Texto da página:
----------
Como ser atleta, onde os valores humanos
ficam de lado, no capitalismo que gera as modalidades? Essa
interessante pergunta, foi feita pelo mediador do debate, o professor Daniel
Rebello, ainda durante a conversa com Gilmar Nascimento Teixeira (Kid) e André
Heller. Achei uma questão interessantíssima, uma vez que um astro de qualquer
esporte, antes de ser um atleta de qualidade superior, é antes de tudo, homem,
e como tal, possui seus desejos, suas necessidades, suas qualidades e defeitos.
Fiquei esperando para ver como essa questão seria respondida. Kid pegou o
microfone e falou:
“É complicado, porque o que você vê hoje em
dia são resultados. Todo mundo quer resultados. Ninguém quer saber se você está
com problemas em casa. Tudo gira me torno de resultados. Tudo gira em torno de
dinheiro. Então, hoje em dia, aquela paixão de só jogar, amor pela camisa, como
era antigamente. Ele (o atleta) beijava a camisa do time porque sabia que o
clube o ajudava, que o clube ia dar formação para ele. Hoje em dia eu vejo que
não tem mais isso”.
Durante
o debate, Kid fez um apelo aos juristas da área para que olhassem também pelos
direitos das crianças e dos adolescentes. Pois, geralmente, se dá prioridade
aos atletas de alta performance, e se esquece do que está acontecendo nas
categorias de base. Se houvesse um trabalho mais incisivo nessas categorias, o
resultado seria outro. Retomando um ponto sobre o qual André já havia falado,
Kid questionou a especialização precoce de crianças, o fato de se cobrar
exageradamente resultados dos pequenos que estão sendo iniciados no esporte, exigindo
um potencial que, muitas vezes, a criança ainda não está em condições de
oferecer. Com essa atitude, o discurso do esporte-socialização,
esporte-inclusão, fica apenas no discurso.
O
atleta desempenhou suas atividades com glórias e louvores dentro do esporte, porém, chegou a
hora de parar. Os clubes tem alguma coisa a oferecer aos atletas que tanto
fizeram por eles?
Segundo
os dois ex-jogadores da Seleção Brasileira, não há uma preocupação dos clubes brasileiros
em relação a essa questão, à exceção do futebol. Nessa modalidade esportiva, há
uma previdência, uma aposentadoria, logo após o atleta encerrar a carreira, nas
outras modalidades não há algo parecido. O atleta, antes de acabar a carreira, tem que se preparar, tem que se especializar. Tem que ter a consciência de que,
mais cedo ou mais tarde, a carreira vai chegar ao fim e, se ele não buscar
outras atividades, outras fontes de renda, certamente ficará em situação
difícil.
----------
Objetivo: No trecho do texto sobre o debate que começa com "Como ser atleta, onde" e vai até "qualidades e defeitos.", troque "mediador" por "moderador" e escreva esse trecho de novo.

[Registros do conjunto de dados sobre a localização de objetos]
----------
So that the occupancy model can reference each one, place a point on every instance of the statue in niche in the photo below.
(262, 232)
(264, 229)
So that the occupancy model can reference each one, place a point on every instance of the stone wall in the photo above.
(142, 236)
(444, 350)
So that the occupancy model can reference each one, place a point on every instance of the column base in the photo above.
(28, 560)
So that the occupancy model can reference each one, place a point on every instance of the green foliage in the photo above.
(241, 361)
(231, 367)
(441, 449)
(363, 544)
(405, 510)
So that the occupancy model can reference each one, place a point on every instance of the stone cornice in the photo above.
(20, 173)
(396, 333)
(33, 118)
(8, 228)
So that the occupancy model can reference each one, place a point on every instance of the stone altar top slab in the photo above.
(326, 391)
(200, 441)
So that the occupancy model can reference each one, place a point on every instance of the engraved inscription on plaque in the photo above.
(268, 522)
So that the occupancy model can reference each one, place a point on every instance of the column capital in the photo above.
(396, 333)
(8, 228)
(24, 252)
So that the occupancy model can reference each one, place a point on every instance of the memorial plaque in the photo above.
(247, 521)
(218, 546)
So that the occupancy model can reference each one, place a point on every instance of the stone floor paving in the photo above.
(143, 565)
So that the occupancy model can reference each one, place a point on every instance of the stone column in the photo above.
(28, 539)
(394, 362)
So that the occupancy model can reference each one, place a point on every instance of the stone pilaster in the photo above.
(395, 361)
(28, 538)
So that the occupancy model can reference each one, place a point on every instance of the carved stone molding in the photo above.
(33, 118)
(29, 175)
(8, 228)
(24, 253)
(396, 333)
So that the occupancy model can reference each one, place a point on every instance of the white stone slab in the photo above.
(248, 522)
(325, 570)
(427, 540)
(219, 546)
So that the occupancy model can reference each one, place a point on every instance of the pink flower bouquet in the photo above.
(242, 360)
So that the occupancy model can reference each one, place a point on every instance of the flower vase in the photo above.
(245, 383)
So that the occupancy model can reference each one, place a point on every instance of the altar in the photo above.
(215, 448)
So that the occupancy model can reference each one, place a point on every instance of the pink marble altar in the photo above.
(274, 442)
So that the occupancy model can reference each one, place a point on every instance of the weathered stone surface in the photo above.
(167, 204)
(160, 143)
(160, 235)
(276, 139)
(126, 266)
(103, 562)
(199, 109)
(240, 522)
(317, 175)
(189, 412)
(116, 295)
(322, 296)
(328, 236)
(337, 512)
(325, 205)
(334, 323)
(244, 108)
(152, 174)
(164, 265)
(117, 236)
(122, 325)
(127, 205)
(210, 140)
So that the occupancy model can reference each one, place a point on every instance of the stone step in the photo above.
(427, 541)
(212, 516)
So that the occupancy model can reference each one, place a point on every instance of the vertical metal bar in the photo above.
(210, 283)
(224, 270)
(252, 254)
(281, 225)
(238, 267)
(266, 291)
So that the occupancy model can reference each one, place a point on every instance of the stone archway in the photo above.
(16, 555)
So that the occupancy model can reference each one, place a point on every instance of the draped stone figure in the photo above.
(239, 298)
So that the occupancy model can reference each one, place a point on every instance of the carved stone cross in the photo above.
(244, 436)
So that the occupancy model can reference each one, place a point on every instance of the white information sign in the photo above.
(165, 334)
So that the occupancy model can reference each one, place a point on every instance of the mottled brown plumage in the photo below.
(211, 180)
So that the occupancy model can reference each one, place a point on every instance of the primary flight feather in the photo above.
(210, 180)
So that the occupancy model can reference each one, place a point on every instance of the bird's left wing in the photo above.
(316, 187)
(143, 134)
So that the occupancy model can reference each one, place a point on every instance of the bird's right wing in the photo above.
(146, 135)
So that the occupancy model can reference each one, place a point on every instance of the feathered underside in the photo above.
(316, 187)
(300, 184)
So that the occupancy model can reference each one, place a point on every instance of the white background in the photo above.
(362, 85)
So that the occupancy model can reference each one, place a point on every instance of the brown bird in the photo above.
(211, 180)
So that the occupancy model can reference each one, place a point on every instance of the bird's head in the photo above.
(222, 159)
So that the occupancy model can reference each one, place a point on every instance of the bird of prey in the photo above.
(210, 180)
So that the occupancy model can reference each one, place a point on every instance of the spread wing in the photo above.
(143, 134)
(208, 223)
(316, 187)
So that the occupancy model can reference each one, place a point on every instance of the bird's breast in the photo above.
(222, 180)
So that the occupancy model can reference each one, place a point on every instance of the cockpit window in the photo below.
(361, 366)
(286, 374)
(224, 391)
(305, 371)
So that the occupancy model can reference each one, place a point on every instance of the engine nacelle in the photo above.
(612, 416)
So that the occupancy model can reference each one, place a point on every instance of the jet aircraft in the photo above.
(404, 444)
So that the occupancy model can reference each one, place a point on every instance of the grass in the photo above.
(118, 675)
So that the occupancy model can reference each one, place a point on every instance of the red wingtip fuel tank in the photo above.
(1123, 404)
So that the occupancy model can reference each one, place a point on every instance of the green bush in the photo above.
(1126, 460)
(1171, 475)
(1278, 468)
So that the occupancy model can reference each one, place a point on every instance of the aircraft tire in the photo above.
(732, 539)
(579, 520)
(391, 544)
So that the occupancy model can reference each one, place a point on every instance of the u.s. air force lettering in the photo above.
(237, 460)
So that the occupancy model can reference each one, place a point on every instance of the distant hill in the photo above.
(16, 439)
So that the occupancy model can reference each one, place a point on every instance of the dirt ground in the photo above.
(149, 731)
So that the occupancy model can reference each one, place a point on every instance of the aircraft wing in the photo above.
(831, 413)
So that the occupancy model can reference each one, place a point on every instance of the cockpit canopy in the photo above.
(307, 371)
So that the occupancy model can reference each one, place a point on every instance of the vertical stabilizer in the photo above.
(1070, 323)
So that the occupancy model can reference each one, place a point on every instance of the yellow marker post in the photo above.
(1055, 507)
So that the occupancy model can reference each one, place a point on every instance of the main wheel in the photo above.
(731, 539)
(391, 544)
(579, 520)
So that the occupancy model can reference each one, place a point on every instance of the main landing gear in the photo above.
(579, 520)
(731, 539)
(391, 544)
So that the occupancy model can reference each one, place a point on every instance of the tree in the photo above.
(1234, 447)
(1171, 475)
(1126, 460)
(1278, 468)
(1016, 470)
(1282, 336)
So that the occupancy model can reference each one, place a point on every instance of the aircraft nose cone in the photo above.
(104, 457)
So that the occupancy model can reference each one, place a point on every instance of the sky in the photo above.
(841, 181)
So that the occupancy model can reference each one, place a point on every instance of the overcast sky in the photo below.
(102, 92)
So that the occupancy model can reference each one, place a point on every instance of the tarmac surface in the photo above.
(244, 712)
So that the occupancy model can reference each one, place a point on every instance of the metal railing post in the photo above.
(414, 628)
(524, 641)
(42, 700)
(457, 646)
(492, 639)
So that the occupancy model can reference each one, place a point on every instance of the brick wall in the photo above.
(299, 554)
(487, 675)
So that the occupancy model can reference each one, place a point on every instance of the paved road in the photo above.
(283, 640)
----------
Tarefa concluída:
Como ser atleta, onde os valores humanos
ficam de lado, no capitalismo que gera as modalidades? Essa
interessante pergunta, foi feita pelo moderador do debate, o professor Daniel
Rebello, ainda durante a conversa com Gilmar Nascimento Teixeira (Kid) e André
Heller. Achei uma questão interessantíssima, uma vez que um astro de qualquer
esporte, antes de ser um atleta de qualidade superior, é antes de tudo, homem,
e como tal, possui seus desejos, suas necessidades, suas qualidades e defeitos.